--- start Quoted text ---

The Milkman Conspiracy has you search an identical looking neighborhood, going door to door and searching each identical looking car and house for items in order to proceed past the next "gate" to find the next item for the next "gate." I put gate in quotes because it's not actually a gate but a marked off part of the level, and if you accidentally step across the line without the right item equipped you get arrested and have to watch a cutscene before being dumped back at the start of the level. One particular marked off section fills most of the path, and you have to carefully edge around it to avoid accidentally stepping into it, which never stopped being annoying. And passing is not automatic like a key-card where once you have it you can go past the associated gate, you have to go into your inventory and equip the correct item for each gate and keep it equipped the whole time you're in the marked off zone. Sometimes that means equipping one item, walking 10 feet, switching to another item, walking another 10 feet, switching back to the previous item, etc. There are so many gates and items that my inventory filled up and spilled over to a second page and now I had to jump between two inventory pages to juggle equipping the correct item for each marked off area. There's also a puzzle at one point that is so obtuse that I couldn't figure it out and only solved it by accident. And inside each house that you have to search the game switches to the worst camera angles I've ever seen in a video game, with 2-3 terrible camera angles per house which is both disorienting and frustrating to navigate. The level culminates in a boss fight where it tries to make use of a gimmicky new power you get by giving phase 2 of the fight the worst camera angle ever. I hated the level, and couldn't wait to be done with it. There's a bit of good, funny writing right before the boss fight, but it doesn't change the fact that you have to slog through a long, boring, tedious, frustrating level to get to the good part, and the good part is over in a few seconds and then you're thrown into a tedious, frustrating boss fight.

--- end Quoted text ---
--- start Given entries ---

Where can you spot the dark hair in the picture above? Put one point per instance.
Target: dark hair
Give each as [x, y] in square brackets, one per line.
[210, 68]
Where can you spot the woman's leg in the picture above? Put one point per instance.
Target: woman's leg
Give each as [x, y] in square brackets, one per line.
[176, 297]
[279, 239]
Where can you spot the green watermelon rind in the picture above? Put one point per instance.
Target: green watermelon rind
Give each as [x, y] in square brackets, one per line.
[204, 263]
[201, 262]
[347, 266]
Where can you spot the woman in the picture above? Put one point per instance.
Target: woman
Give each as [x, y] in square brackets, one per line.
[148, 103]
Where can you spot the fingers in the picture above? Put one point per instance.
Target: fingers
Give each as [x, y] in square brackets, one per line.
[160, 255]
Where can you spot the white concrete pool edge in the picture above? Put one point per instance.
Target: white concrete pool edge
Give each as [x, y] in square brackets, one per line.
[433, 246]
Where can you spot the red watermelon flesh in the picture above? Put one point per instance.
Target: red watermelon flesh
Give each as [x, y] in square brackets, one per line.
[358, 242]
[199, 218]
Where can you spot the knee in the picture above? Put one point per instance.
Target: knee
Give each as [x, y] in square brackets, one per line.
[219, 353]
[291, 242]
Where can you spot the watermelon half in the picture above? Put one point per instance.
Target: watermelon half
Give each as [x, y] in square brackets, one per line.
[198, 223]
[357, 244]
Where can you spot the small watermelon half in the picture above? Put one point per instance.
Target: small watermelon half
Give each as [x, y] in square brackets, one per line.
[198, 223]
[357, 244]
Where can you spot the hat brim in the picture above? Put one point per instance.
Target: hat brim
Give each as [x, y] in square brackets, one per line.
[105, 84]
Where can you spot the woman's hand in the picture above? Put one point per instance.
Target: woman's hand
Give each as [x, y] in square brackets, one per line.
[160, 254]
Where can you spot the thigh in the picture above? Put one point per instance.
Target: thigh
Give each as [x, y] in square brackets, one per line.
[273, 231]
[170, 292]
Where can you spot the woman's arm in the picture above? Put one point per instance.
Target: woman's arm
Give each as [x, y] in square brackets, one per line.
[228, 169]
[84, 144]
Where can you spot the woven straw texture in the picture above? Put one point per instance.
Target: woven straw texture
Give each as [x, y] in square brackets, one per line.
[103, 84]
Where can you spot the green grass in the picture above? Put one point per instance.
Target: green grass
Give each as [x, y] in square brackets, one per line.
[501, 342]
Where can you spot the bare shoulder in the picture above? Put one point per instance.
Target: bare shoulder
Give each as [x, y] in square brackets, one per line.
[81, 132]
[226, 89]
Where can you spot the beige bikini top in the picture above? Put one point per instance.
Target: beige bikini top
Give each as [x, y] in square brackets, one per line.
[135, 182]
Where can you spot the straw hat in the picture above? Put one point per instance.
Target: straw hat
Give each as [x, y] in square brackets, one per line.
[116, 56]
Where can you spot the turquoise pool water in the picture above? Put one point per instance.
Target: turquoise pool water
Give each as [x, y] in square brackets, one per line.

--- end Given entries ---

### Things to do
**A.** In the Milkman Conspiracy review, what happens if you step across a marked line without the right item equipped?
**B.** Decide whether each statement agrees with the Milkman Conspiracy review, answering yes or no and quoting the deciding words: (i) The inventory grew large enough to need a second page. (ii) Once you have the right item, you can pass its gate automatically, as with a key-card. (iii) Each house is shown from a single camera angle.

### Completed exercise
**A.** You get arrested, have to watch a cutscene, and are dumped back at the start of the level.

**B.**
(i) Yes: "my inventory filled up and spilled over to a second page"
(ii) No: "passing is not automatic like a key-card"
(iii) No: "with 2-3 terrible camera angles per house"